#### Tujuan 1
Skalakan ulang semua entri PUT /locate. Tulis kembali setiap barisnya, tetapi kalikan setiap koordinat x dan y di jawaban dengan 2,5 lalu bulatkan ke bilangan bulat (nilai setengah dibulatkan ke atas). Angka di baris komentar dan contoh responsnya tidak diubah, dan gambarnya tidak perlu disertakan.

Watak orang-orang munafik yang muncul – ketika ayat ini diturunkan di Medinah – adalah watak yang senantiasa wujud sepanjang sejarah perjuangan ummat Islam.

وَإِذَا قِيلَ لَهُمْ ءَامِنُوا كَمَا ءَامَنَ النَّاسُ
Apabila dikatakan kepada mereka: "Berimanlah kamu sebagaimana orang-orang lain telah beriman",

Tampak nyata bahwa seruan yang ditujukan kepada mereka di Medinah adalah agar mereka beriman dengan keimanan dan keikhlasan yang mantap yang steril dari segala pengaruh hawa nafsu, seperti imannya orang-orang yang ikhlas, yang tergabung dalam barisan muslimin secara menyeluruh, yang menyerahkan diri kepada Allah SWT dan membuka pintu hati nuraninya menerima ajaran Rasulullah SAW sepenuh jiwa… Tetapi mereka menolak seruan itu:

قَالُوا أَنُؤْمِنُ كَمَا ءَامَنَ السُّفَهَاءُ
mereka menjawab: "Akan berimankah kami sebagaimana orang-orang yang bodoh itu telah beriman?"

Mereka menganggap bahwa seruan itu hanya pantas bagi golongan gembel dan pandir, bukan bagi golongan elite yang mempunyai kedudukan. Oleh sebab itu datanglah jawaban tegas dan pasti:

أَلآ إِنَّهُمْ هُمُ السُّفَهَاءُ
Ingatlah, sesungguhnya merekalah orang-orang yang bodoh,

Mereka orang-orang pandir yang dipermainkan oleh hawa nafsunya sendiri… dan mereka orang-orang yang menyeleweng dari jalan yang lurus karena hendak merebut bunga-bunga kehidupan dunia yang menipu.

#### Tujuan 2
Kutip kembali seluruh teks tentang watak orang munafik tanpa perubahan apa pun.

#### Data Sumber
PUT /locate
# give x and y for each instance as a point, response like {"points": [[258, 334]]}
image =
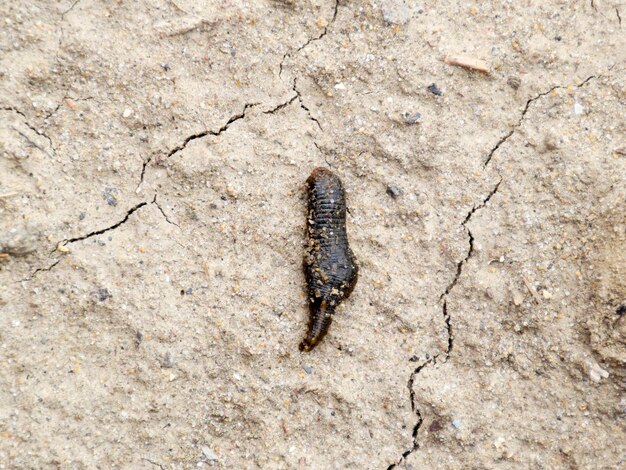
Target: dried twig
{"points": [[468, 63]]}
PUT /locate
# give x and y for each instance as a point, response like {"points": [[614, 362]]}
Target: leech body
{"points": [[329, 265]]}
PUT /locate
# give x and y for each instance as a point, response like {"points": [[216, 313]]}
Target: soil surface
{"points": [[152, 215]]}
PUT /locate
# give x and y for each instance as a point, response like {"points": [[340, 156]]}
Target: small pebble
{"points": [[411, 119], [394, 191], [168, 361], [395, 12], [434, 89], [578, 109], [208, 454]]}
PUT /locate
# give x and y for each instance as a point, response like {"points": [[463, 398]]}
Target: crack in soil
{"points": [[288, 54], [107, 229], [448, 324], [155, 202], [199, 135], [521, 119], [303, 106], [38, 270], [34, 129], [459, 269]]}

#### Hasil Latihan 1
PUT /locate
# give x and y for each instance as a point, response like {"points": [[258, 334]]}
image =
Target: dried twig
{"points": [[1170, 158]]}
PUT /locate
# give x and y for each instance as a point, response like {"points": [[614, 362]]}
Target: leech body
{"points": [[823, 663]]}
PUT /locate
# give x and y for each instance as a point, response like {"points": [[216, 313]]}
Target: soil surface
{"points": [[380, 538]]}
PUT /locate
# give x and y for each instance as a point, response like {"points": [[340, 156]]}
Target: small pebble
{"points": [[1028, 298], [985, 478], [420, 903], [988, 30], [1085, 223], [1445, 273], [520, 1135]]}
PUT /locate
# give x and y for each instance as a point, response like {"points": [[463, 398]]}
Target: crack in soil
{"points": [[720, 135], [268, 573], [1120, 810], [388, 505], [498, 338], [1303, 298], [758, 265], [95, 675], [85, 323], [1148, 673]]}

#### Hasil Latihan 2
Watak orang-orang munafik yang muncul – ketika ayat ini diturunkan di Medinah – adalah watak yang senantiasa wujud sepanjang sejarah perjuangan ummat Islam.

وَإِذَا قِيلَ لَهُمْ ءَامِنُوا كَمَا ءَامَنَ النَّاسُ
Apabila dikatakan kepada mereka: "Berimanlah kamu sebagaimana orang-orang lain telah beriman",

Tampak nyata bahwa seruan yang ditujukan kepada mereka di Medinah adalah agar mereka beriman dengan keimanan dan keikhlasan yang mantap yang steril dari segala pengaruh hawa nafsu, seperti imannya orang-orang yang ikhlas, yang tergabung dalam barisan muslimin secara menyeluruh, yang menyerahkan diri kepada Allah SWT dan membuka pintu hati nuraninya menerima ajaran Rasulullah SAW sepenuh jiwa… Tetapi mereka menolak seruan itu:

قَالُوا أَنُؤْمِنُ كَمَا ءَامَنَ السُّفَهَاءُ
mereka menjawab: "Akan berimankah kami sebagaimana orang-orang yang bodoh itu telah beriman?"

Mereka menganggap bahwa seruan itu hanya pantas bagi golongan gembel dan pandir, bukan bagi golongan elite yang mempunyai kedudukan. Oleh sebab itu datanglah jawaban tegas dan pasti:

أَلآ إِنَّهُمْ هُمُ السُّفَهَاءُ
Ingatlah, sesungguhnya merekalah orang-orang yang bodoh,

Mereka orang-orang pandir yang dipermainkan oleh hawa nafsunya sendiri… dan mereka orang-orang yang menyeleweng dari jalan yang lurus karena hendak merebut bunga-bunga kehidupan dunia yang menipu.